• _KUTIPAN TEKS_:
'''

Bab 68 :
Bagian Satu ( Musim-Semi - Musim-Kawin-Cerai )

Dulu aku selalu menguar-uarkan ke mana-mana, betapa bahagianya pasangan Pak Parto dan Mbak July itu. Walaupun perbedaan umur bagaikan antara kakek dan cucu, yang pria hampir berkepala tujuh, isterinya baru 30-an lebih. Pak Parto adalah kasus pertama di Paris dan Perancis yang mendatangkan isteri dari tanahair, kasus perpaket, kiriman, pesanan. Yang di Holland dan Jerman kasus begini sudah lama dan sudah banyak. Tetapi belum terdengar ada yang bercerai, dan semoga teruslah mereka bahagia.

Kami turut memestakan pernikahan Pak Parto dan Mbak July di kotapraja di kota kami Fontenay Sous Bois, lalu kami adakan pesta-kecil di resto kami. Kami semua gembira, kami anggap resto kami RESTAURANT INDONESIA nggunduh mantu. Pada bulan-bulan pertama sepasang pengantin baru yang umurnya samasekali tak baru itu, penuh dengan kebahagiaan. Mbak July sering nggandulan di bahu Pak Parto bila berjalan di kota Paris ini. Terkadang lagak-lakunya bagaikan anak-anak muda, berpelukan, gandengan, dan ini kami lihat, dan kami bahagia melihatnya. Dan itulah pula sebabnya, kukatakan ke mana-mana, bahwa pasangan Pak Parto-Mbak July itu sangat serasi, akrab, mesra dan selalu hangat. Puja-pujiku benar-benar sangat menyenangkan siapa saja yang melihat pasangan itu.

'''

• _DAFTAR BARIS_:

'''

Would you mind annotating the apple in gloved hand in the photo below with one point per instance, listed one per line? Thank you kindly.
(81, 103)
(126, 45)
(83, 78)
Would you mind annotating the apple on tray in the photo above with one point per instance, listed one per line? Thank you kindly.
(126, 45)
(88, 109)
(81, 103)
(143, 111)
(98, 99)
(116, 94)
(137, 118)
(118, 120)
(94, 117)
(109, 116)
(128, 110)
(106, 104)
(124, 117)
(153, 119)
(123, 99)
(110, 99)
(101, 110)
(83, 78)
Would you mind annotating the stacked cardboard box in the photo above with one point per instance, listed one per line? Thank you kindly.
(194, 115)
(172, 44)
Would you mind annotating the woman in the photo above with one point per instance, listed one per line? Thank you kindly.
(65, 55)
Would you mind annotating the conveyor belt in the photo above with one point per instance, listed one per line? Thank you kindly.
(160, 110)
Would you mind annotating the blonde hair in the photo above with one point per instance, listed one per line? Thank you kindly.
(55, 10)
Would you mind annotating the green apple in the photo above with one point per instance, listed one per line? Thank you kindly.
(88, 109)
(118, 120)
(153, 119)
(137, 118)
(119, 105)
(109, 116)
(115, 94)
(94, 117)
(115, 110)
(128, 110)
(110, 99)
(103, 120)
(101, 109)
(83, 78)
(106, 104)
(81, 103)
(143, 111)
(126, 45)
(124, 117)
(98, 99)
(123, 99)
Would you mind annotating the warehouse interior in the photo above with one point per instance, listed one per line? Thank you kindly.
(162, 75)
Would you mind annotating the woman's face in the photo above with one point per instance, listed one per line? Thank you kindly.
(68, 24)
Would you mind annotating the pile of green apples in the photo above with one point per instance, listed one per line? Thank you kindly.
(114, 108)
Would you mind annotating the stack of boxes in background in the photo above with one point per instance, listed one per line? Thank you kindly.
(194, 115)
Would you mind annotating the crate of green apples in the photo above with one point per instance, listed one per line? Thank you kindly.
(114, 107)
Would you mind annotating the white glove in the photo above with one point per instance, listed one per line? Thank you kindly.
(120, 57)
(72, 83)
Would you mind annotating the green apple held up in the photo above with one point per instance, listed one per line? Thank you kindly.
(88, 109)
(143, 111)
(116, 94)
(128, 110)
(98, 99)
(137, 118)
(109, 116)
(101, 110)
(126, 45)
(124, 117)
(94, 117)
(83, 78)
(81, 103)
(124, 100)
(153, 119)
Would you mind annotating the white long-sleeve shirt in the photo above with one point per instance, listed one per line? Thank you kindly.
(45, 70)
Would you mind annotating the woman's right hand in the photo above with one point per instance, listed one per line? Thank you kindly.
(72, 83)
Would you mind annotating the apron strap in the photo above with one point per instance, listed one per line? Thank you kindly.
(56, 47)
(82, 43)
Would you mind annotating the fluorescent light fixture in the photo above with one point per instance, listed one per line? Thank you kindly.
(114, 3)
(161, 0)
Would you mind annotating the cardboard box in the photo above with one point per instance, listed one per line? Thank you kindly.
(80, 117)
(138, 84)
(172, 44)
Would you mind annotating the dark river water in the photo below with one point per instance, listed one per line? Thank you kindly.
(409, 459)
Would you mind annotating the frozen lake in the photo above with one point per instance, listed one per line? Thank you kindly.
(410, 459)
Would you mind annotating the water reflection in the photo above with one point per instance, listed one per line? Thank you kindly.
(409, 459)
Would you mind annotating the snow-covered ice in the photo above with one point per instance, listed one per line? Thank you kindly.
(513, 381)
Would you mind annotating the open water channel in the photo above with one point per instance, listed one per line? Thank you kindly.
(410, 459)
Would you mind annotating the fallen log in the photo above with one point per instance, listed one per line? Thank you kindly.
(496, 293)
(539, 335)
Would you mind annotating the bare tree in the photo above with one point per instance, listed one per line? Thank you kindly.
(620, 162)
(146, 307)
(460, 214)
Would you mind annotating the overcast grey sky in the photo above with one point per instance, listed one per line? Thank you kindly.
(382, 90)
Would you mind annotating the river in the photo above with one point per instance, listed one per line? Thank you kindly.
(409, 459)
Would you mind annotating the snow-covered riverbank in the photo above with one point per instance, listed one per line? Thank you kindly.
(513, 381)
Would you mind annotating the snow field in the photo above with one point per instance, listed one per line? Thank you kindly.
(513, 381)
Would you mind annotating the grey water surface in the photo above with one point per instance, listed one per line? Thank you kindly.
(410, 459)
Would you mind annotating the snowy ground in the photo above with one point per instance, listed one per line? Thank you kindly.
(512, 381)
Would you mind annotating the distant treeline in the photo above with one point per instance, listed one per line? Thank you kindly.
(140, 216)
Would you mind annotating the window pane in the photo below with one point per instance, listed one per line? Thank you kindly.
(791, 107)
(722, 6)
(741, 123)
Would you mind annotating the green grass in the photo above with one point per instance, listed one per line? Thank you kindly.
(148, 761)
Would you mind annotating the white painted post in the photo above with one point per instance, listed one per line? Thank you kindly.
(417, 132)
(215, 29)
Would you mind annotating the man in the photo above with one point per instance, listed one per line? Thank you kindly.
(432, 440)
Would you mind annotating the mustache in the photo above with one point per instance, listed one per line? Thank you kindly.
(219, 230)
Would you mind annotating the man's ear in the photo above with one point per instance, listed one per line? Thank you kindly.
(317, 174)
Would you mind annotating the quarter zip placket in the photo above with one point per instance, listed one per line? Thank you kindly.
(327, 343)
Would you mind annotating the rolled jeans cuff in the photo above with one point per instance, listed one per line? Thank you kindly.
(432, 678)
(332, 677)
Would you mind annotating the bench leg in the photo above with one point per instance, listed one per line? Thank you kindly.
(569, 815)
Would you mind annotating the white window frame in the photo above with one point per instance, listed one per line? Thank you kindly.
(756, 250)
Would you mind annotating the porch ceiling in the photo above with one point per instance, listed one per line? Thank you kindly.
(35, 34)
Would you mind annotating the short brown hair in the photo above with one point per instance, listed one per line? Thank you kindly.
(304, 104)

'''

• _YANG HARUS DIKERJAKAN_:
**A.** Tentukan apakah setiap pernyataan berikut sesuai dengan kutipan teks, dan jawab ya atau tidak disertai kata-kata penentu dari teks yang dikutip persis: (i) Pernikahan Pak Parto dan Mbak July dirayakan di kotapraja Fontenay Sous Bois. (ii) Di Holland dan Jerman, kasus mendatangkan isteri dari tanah air masih baru dan jarang. (iii) Sebuah pesta kecil diadakan di restoran.
**B.** Ambil setiap baris dari daftar baris yang memuat kata "window". Huruf besar dan kecil dibedakan.

• _HASIL LATIHAN_:
**A.**
(i) Ya: "Kami turut memestakan pernikahan Pak Parto dan Mbak July di kotapraja di kota kami Fontenay Sous Bois"
(ii) Tidak: "Yang di Holland dan Jerman kasus begini sudah lama dan sudah banyak."
(iii) Ya: "lalu kami adakan pesta-kecil di resto kami"

**B.**
Would you mind annotating the window pane in the photo below with one point per instance, listed one per line? Thank you kindly.
Would you mind annotating the white window frame in the photo above with one point per instance, listed one per line? Thank you kindly.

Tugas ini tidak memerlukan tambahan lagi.